INSTRUCTIONS FOR THE TASK
Repeat each line word for word.

Data records:
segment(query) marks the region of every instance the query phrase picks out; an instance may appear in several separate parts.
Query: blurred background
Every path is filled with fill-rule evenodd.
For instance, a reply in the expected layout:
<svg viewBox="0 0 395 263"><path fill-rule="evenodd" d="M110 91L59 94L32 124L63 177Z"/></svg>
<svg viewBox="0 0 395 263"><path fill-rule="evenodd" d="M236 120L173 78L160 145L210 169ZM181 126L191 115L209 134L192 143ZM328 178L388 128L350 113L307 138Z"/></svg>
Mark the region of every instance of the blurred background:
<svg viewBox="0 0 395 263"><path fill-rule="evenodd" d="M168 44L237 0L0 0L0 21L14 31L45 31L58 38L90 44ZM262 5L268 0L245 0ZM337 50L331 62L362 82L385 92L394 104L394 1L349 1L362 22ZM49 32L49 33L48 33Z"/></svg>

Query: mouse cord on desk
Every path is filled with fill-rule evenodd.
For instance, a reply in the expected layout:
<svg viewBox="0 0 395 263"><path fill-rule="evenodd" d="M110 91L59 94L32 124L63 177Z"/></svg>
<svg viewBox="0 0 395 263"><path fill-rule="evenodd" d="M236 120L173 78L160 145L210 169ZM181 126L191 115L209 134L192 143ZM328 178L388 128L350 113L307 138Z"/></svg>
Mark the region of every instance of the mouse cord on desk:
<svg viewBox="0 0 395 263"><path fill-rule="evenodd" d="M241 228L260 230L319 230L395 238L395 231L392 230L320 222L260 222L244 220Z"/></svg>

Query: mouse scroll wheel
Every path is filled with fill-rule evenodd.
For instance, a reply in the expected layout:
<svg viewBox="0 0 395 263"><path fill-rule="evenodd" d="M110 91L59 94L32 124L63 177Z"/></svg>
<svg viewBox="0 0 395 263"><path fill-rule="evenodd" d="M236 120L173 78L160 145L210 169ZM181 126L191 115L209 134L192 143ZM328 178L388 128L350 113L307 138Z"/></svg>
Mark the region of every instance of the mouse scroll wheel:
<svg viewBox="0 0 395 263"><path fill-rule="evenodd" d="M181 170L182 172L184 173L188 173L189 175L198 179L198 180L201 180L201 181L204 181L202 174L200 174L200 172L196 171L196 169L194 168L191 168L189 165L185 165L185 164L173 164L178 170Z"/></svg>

RESULT
segment(query) marks the region of every instance the query phrase picks out; an instance may appear in several separate parts.
Query: blurred background
Every path is filled with fill-rule evenodd.
For instance, a reply in the expected layout:
<svg viewBox="0 0 395 263"><path fill-rule="evenodd" d="M110 91L59 94L32 124L63 177Z"/></svg>
<svg viewBox="0 0 395 263"><path fill-rule="evenodd" d="M236 120L173 78L160 145L210 169ZM181 126L191 115L209 134L192 143ZM328 178L388 128L350 113L307 138Z"/></svg>
Mark the region of every instance of the blurred background:
<svg viewBox="0 0 395 263"><path fill-rule="evenodd" d="M168 44L237 0L0 0L0 21L14 31L45 31L58 38L90 44ZM262 5L268 0L245 0ZM337 50L331 62L362 82L385 92L394 104L394 1L349 1L362 22ZM49 32L49 33L48 33Z"/></svg>

Query: mouse cord on desk
Every path is filled with fill-rule evenodd.
For instance, a reply in the expected layout:
<svg viewBox="0 0 395 263"><path fill-rule="evenodd" d="M110 91L59 94L32 124L63 177Z"/></svg>
<svg viewBox="0 0 395 263"><path fill-rule="evenodd" d="M236 120L173 78L160 145L210 169ZM181 126L191 115L209 134L192 143ZM328 178L388 128L350 113L307 138Z"/></svg>
Mark the region of every instance of the mouse cord on desk:
<svg viewBox="0 0 395 263"><path fill-rule="evenodd" d="M241 228L260 230L319 230L395 238L395 231L392 230L320 222L260 222L244 220Z"/></svg>

Query: mouse scroll wheel
Every path is filled with fill-rule evenodd.
For instance, a reply in the expected layout:
<svg viewBox="0 0 395 263"><path fill-rule="evenodd" d="M110 91L59 94L32 124L63 177Z"/></svg>
<svg viewBox="0 0 395 263"><path fill-rule="evenodd" d="M236 120L173 78L160 145L210 169ZM181 126L191 115L209 134L192 143ZM328 178L388 128L350 113L307 138Z"/></svg>
Mark the region of every instance of the mouse scroll wheel:
<svg viewBox="0 0 395 263"><path fill-rule="evenodd" d="M181 170L182 172L184 173L188 173L189 175L198 179L198 180L201 180L201 181L204 181L202 174L200 174L200 172L196 171L196 169L194 168L191 168L189 165L185 165L185 164L173 164L178 170Z"/></svg>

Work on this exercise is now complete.